### INFORMATION
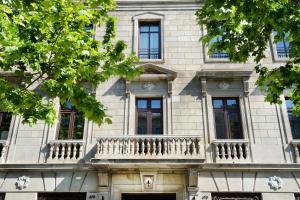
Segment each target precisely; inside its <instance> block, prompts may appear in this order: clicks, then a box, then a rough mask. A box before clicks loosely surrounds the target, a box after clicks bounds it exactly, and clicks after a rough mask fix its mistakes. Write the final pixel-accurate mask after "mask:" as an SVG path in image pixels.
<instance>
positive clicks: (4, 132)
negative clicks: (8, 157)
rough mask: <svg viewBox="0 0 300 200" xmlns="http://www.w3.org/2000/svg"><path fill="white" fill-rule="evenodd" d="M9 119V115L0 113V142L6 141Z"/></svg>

### DIRECTIONS FOR THIS TASK
Return the lines above that include the string "mask".

### WRITTEN REPLY
Segment each target precisely; inside its <instance> block, prompts may appear in this order: clicks, then a box, then a rough mask. A box before clicks loosely surrounds the target, a box after clicks bounds it exactly, and clicks after a rough mask fix its mistakes. Write the final pixel-accurate mask after "mask:" as an SVG path in image pixels.
rough mask: <svg viewBox="0 0 300 200" xmlns="http://www.w3.org/2000/svg"><path fill="white" fill-rule="evenodd" d="M9 119V115L0 113V142L6 141Z"/></svg>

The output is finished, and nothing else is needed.